Excerpted text ->
___

11. The protector of claim 10, wherein:
said cages end in loops that can be aligned in said omitted segment of said sleeve, whereupon a pin can be inserted in said aligned loops to secure the protector to the pipe.
12. The protector of claim 9, wherein:
said first or second cages comprise at least one attachment which extends into said sleeve.
13. The protector of claim 9, wherein:
said second cage is substantially stronger than said first cage to allow said second cage to apply a significant portion of the total force on the pipe to hold the protector in place.
14. The protector of claim 9, wherein:
said second cage has an internal surface which has a treatment on it to enhance its ability to grip the pipe.
15. The protector of claim 9, wherein:
said second cage is substantially thicker than said first cage to allow said second cage to apply a significant portion of the total force on the pipe to hold the protector in place.
17. The protector of claim 16 wherein:
said wear pad conforms to the outer shape of said sleeve on an upper and lower tapers separated by a wear face substantially parallel to the wellbore, whereupon said wear pad facilitates axial movement of the protector with the pipe in the wellbore.
19. The protector of claim 18, wherein:
said second sleeve is substantially embedded in said first sleeve.
20. The protector of claim 19, wherein:
said sleeves have an annular shape with a segment omitted;
said cages extend circumferentially into said omitted segment;
said cages are securable in tandem in said omitted segment
said sleeves are interlocked with each other against rotation by a series of opposed projections and depressions at their interface.
21. The protector of claim 20, wherein:
said cages end in loops that can be aligned in said omitted segment of said sleeves, whereupon a pin can be inserted in said aligned loops to secure the protector to the pipe.

The field of the invention relates to protective clamp-on devices for tubulars and especially for casing, tubing, and drillpipe of oil, gas, and water wells to eliminate casing and drillpipe wear, to reduce torque and drag in boreholes, to decrease the drillstring fatigue, and to provide a stabilizing effect which ensures a straighter, more uniform borehole.

During drilling, the drill string rotates in the wellbore. Wear patterns, a reduced O.D., and eccentric U-joint shapes occur on the drillstring due to rotation of the string, particularly in deviated wellbores, which are partially or totally cased. The drillstring rubs against the casing as the bit is rotated from the surface, which is called the rotary mode. Various protection devices have been applied to the drillstring in the past in an attempt to reduce wear, not only on the drillpipe but also on the casing in the well. The utilization of drillpipe/casing protectors is needed, especially for extended reach applications where casing sections have to be replaced if drillpipe protectors were not available. Drillpipe/casing protectors have been used to reduce torque and drag. In some applications, like the extended reach, high torques are required for drillstring rotation. When rubbing resistence occurs near the bit, which happens in all deviated wells, the drillpipe tends to corkscrew in the hole, which adds to wear. These types of protectors are also intended to reduce drillstring fatigue due to a shock-absorbing effect which will reduce shock loads and enhance the endurance limits for all downhole components. The protectors also exhibit a stabilizing effect which promotes a straighter and more uniform borehole. Such protectors have also been used in risers on drill ships and semisubmersibles to reduce abrasion within the riser.

___

Tasks to perform ->
[A] Transcribe from the pipe protector text the part that opens with the words containing "12. The protector" and closes with "grip the pipe.".
[B] Extend the pipe protector text, beginning after its final sentence.

Data lines ->
___

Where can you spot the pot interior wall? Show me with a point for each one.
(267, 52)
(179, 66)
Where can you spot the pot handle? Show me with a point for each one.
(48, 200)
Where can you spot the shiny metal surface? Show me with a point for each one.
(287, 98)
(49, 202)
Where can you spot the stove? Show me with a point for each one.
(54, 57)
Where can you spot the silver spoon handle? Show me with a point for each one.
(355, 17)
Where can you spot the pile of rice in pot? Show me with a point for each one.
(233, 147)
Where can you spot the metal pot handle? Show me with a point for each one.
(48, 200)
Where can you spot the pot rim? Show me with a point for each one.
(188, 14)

___

Final results ->
[A]
12. The protector of claim 9, wherein:
said first or second cages comprise at least one attachment which extends into said sleeve.
13. The protector of claim 9, wherein:
said second cage is substantially stronger than said first cage to allow said second cage to apply a significant portion of the total force on the pipe to hold the protector in place.
14. The protector of claim 9, wherein:
said second cage has an internal surface which has a treatment on it to enhance its ability to grip the pipe.

[B]
A variety of designs have been used in the past. An annularly shaped protector, which is stretched over the end of the pipe and generally made out of a rubber compound or some other wearing material, is but one type that has been used. This design is difficult to apply and tended to break loose and sag down to the next lower joint as opposed to staying where it was initially installed when subjected to downhole environments. Other designs employed rubber coupled with a metallic cage where the cage had a single joint involving loops which would be aligned and the protector would be secured to the pipe by driving a pin through the aligned loops. The first group mentioned, that slip over the pipe, are more commonly known as stretch-on protectors and are mainly made by Bettis Corporation, now a part of Hydril Corporation. Other manufacturers also make drillpipe and casing protectors. Some of those companies are Weatherford Enterra and Partex, as well as Bettis. Drillpipe protectors are also illustrated in U.S. Pat. Nos. 3,709,569; 3,425,757; 3,592,515; 3,588,199; 3,480,094; 3,667,817; and 3,675,728. Also of general interest in the area of stabilizers, pipe protectors, and techniques for installing them on drillpipe are U.S. Pat. Nos. 3,545,825; 3,499,210; and 3,482,889.

Yet other designs, such as those made by Regal Corporation of Corsicana, Texas, and sold as the "Star King" and "Slick" models, involve using a hinged cage which closes with a long tapered pin driven into the latch mechanism, which comprises a series of aligned loops generally located 180° from the hinged joint. Typically, the tapered pin is driven with a hammer. The reason a hinge is put in the can or cage or the metallic backing for the rubber component of the protector is that in an effort to increase the grip of the prior protectors, the technique that had developed was to make the cages stronger. However, if the cages were made stronger to increase the radial force over the circumference applied by the protector to the pipe without a hinge, the stronger cages precluded easy installation because the open end could not be simply spread far enough to go around the pipe and then be drawn again tightly over the pipe.

As a compromise between durability and strength, some prior cages had a wavy, fluted or corrugated appearance to give the cage spring-like tendencies which allowed storage of potential spring-like energy. These types of pipe protectors are more forgiving of O.D. tolerances of the tubulars and pipes. The current standard pipe protector cage is designed with openings like holes and slots to enhance the bonding effect of rubber and cage. The problems with this design are the creation of stress concentration points which after a fairly short usage resulted in stress cracking at these openings due to reduced endurance limits. Weatherford Enterra developed an extremely low-friction pipe protector with a seven- to ten-fold less friction factor than commonly used. However, these low friction factors will reduce in the same manner the slip force if no other measures are taken. Therefore, Weatherford Enterra used corrugated cages without openings by which the materials used are very high elongation steels.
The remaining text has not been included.